> EXCERPT:
______

This example creates a distance matrix made of the distance between the CAs of two residues. The only input value is selection used to find the CAs. The distances are stored in the 2D array ``dist'', which is indexed by the atom indices of the CAs (remember, atom indices start at 0).
The distance matrix is a new graphics molecule. It consists of two triangles for each element of the matrix (to make up a square). The color for each pair is one of the 32 elements in the color scale and is determined so the range of distance values fits linearly between 34 and 66 (excluding 66 itself). The name of the graphics is ``CA_distance(n)'' where ``n'' is the molecule id of the selection used to create the matrix.
The first graphics command, ``materials off'' is to keep the lights from reflecting off the matrix (otherwise there is too much glare). At the end, the corners of the matrix are labeled in yellow with the resid values of the CAs.
One extra procedure, ``vecdist'', is created. This computes the difference between two vectors of length 3. It is not as general as the normal method (vecnorm [vecsub $v1 $v2]) but is almost twice as fast, which speeds up the overall subroutine by almost 10%. The script is not very fast; after all, for a 234 residue protein, 27495 distance calculations are made and 54756*2 triangles generated. Nearly all of that is done in Tcl. In terms of times, about 1/3 is spent in the distance calculations, another 1/3 in the math to make the triangles, and another 1/3 in the three ``graphics'' calls. The residue 234 example protein took 70 seconds to do everything on a Crimson.
Example usage:
mol load pdb $env(VMDDIR)/proteins/alanin.pdb set sel [atomselect top all] ca_distance $sel
# Input: two vectors of length three (v1 and v2)
# Returns: ||v2-v1||
proc vecdist {v1 v2} {
lassign $v1 x1 x2 x3
lassign $v2 y1 y2 y3
return [expr sqrt(pow($x1-$y1,2) + pow($x2-$y2,2) + pow($x3-$y3, 2))]
}
\index{atom!coordinates}
\index{atomselect!command}
# Input: a selection
# Does: finds the CAs in the selection then computes and draws the
# CA-CA distance grid with colors based on the color scale
# Returns: the id of the new graphics molecule containing the grid
proc ca_distance {main_sel} {
# get the CA atoms from the selection
set mol [$main_sel molindex]
set sel [atomselect $mol "@$main_sel and name CA"]
# find distances between each pair
set coords [$sel get {x y z}]
set max 0
set list2 [$sel list]
foreach atom1 $coords id1 [$sel list] {
foreach atom2 $coords id2 $list2 {
set dist($id1,$id2) [vecdist $atom2 $atom1]
set dist($id2,$id1) $dist($id1,$id2)

______

> RECORD EXTRACTS:

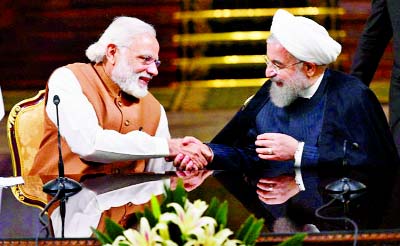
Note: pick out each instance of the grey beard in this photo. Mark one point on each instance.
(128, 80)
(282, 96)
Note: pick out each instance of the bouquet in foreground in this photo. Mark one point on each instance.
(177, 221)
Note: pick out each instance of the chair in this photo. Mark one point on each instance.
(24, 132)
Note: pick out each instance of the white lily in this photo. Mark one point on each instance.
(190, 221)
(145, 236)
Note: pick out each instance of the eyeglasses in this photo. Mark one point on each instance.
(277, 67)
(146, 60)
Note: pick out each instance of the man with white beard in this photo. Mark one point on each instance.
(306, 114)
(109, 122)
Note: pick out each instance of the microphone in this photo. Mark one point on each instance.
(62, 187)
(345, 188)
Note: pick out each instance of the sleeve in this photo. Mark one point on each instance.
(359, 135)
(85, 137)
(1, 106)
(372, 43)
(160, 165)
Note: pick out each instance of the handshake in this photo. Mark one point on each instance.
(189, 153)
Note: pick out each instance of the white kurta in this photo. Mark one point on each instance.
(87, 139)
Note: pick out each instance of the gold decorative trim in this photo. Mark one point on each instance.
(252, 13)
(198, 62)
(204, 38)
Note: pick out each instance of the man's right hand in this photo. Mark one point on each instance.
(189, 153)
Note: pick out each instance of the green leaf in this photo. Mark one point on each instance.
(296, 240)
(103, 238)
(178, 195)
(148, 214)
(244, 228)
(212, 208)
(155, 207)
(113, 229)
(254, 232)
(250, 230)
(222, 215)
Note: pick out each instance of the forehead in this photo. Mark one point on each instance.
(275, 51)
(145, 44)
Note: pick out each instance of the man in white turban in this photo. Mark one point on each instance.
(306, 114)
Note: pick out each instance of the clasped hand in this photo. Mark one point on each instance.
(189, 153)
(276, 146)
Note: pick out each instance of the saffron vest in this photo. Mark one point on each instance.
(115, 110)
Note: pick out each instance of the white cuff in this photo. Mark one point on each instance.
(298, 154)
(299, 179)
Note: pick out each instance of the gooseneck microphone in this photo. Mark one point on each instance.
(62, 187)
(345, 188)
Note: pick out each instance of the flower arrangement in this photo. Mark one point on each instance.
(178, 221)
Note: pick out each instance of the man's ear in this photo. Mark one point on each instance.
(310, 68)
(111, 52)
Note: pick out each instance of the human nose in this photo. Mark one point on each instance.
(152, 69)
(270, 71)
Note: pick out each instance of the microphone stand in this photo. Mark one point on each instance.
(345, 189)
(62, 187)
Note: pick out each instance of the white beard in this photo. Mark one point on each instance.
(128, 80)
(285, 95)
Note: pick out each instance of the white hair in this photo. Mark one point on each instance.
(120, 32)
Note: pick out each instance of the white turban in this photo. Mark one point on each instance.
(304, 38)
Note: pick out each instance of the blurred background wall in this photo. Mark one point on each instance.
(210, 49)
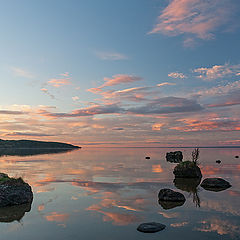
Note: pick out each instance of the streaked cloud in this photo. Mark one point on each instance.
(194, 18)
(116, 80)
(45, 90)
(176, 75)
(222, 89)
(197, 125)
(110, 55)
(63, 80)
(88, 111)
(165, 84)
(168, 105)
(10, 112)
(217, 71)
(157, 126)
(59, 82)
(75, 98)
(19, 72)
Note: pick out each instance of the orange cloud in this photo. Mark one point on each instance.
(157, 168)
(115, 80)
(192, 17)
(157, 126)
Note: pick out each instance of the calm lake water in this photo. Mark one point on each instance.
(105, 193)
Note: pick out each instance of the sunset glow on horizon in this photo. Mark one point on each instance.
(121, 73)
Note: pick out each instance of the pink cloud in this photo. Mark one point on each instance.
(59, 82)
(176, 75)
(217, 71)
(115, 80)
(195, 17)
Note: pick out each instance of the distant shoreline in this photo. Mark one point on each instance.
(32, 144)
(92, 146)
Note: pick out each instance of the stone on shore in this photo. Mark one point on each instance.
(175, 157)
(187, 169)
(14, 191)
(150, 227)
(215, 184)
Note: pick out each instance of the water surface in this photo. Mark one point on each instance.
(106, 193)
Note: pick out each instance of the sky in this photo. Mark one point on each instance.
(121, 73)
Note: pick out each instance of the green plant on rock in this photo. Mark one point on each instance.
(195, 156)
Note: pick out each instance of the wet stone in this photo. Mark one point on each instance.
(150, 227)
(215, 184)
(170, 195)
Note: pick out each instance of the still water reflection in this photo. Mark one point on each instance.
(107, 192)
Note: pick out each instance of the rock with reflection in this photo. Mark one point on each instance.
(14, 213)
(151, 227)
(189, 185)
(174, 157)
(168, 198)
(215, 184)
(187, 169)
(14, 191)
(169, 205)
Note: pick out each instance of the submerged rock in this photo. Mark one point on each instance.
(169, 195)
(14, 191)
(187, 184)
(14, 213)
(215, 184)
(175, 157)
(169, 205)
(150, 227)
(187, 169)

______

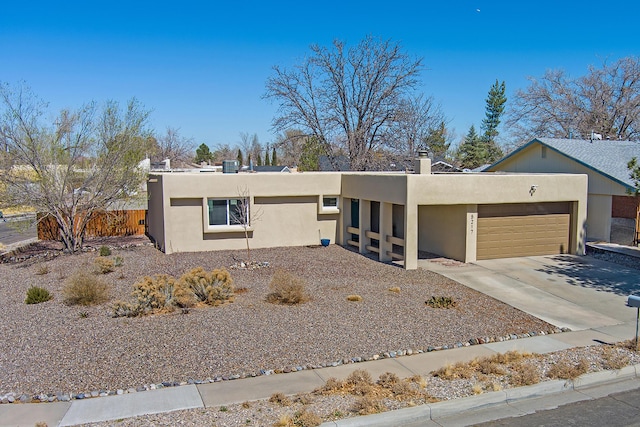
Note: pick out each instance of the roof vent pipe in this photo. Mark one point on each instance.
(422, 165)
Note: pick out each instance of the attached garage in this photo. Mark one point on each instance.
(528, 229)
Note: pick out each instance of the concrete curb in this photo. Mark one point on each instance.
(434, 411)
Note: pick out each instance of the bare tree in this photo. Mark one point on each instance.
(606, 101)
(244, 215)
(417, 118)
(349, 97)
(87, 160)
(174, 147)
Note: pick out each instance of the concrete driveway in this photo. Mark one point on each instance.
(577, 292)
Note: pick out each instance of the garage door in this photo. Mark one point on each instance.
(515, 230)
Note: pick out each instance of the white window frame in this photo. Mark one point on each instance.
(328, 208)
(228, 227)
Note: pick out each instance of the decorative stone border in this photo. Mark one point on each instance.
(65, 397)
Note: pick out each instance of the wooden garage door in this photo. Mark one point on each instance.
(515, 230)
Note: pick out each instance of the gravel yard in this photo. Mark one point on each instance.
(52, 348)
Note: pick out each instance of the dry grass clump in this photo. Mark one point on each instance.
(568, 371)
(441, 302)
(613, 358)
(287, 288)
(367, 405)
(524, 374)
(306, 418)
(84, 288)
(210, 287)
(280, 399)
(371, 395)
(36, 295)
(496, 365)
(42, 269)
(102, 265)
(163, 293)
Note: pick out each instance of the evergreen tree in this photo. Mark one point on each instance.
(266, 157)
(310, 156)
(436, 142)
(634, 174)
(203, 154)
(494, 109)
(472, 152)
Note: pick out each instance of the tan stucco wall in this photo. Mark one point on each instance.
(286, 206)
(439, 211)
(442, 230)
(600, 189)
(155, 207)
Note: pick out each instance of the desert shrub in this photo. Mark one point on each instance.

______

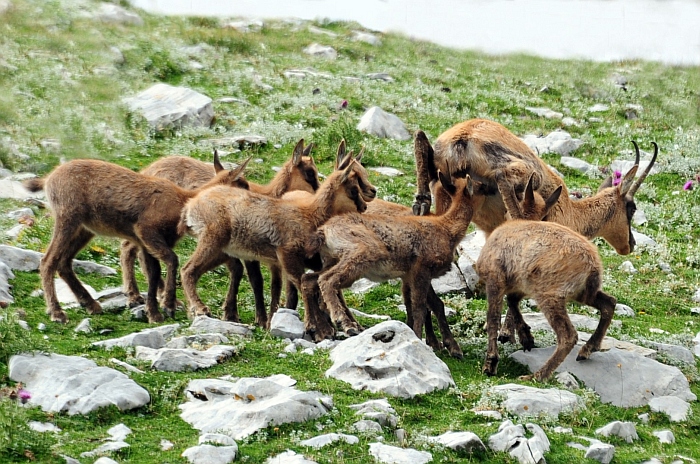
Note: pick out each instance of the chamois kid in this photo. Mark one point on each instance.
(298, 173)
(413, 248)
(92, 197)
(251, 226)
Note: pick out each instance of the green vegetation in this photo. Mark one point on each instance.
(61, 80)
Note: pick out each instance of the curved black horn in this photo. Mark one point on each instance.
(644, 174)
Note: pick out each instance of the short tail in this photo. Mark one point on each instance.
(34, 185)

______

> WORK ORDER A: In the CA distance matrix page, how long did the 234-residue example protein take to process on a Crimson?
> WORK ORDER B: Extend the CA distance matrix page, picking up right after its last line.

> REPLY A: 70 seconds.

> REPLY B:
set max [max $max $dist($id1,$id2)]
}
lvarpop list2
lvarpop coords
}
# draw the pretty graphic
puts "Distances calculated, now drawing the distance map ..."
mol load graphics "CA_distance($mol)"
set gmol [molinfo top]
# turn material characteristics off
graphics $gmol materials off
# i1 and j1 are i+1 and j+1; this speeds up construction of x{01}{01}
set i 0
set i1 1
# preset the scaling factor (31.95 instead of 32 ensures there will be
# no color 66 (for the max color), which is transparent)
set scale [expr 31.95 / ($max + 0.)]
set list2 [$sel list]
foreach id1 [$sel list] {
set j 0
set j1 1
set x00 "$i $j 0"
set x10 "$i1 $j 0"
set x11 "$i1 $j1 0"
set x01 "$i $j1 0"
foreach id2 $list2 {
set col [expr int($scale * $dist($id1,$id2)) + 34]
graphics $gmol color $col
graphics $gmol triangle $x00 $x10 $x11
graphics $gmol triangle $x00 $x11 $x01
incr j
incr j1
set x00 $x01
set x10 $x11
set x11 "$i1 $j1 0"
set x01 "$i $j1 0"
}
incr i
incr i1
}
# put some numbers down to give an idea of what is where
set resids [$sel get resid]
set num [llength $resids]
set start [lindex $resids 0]
set end [lindex $resids [expr $num - 1]]
graphics $gmol color yellow
graphics $gmol text "0 0 0" "$start,$start"
graphics $gmol text "$num 0 0" "$end,$start"
graphics $gmol text "0 $num 0" "$start,$end"
graphics $gmol text "$num $num 0" "$end,$end"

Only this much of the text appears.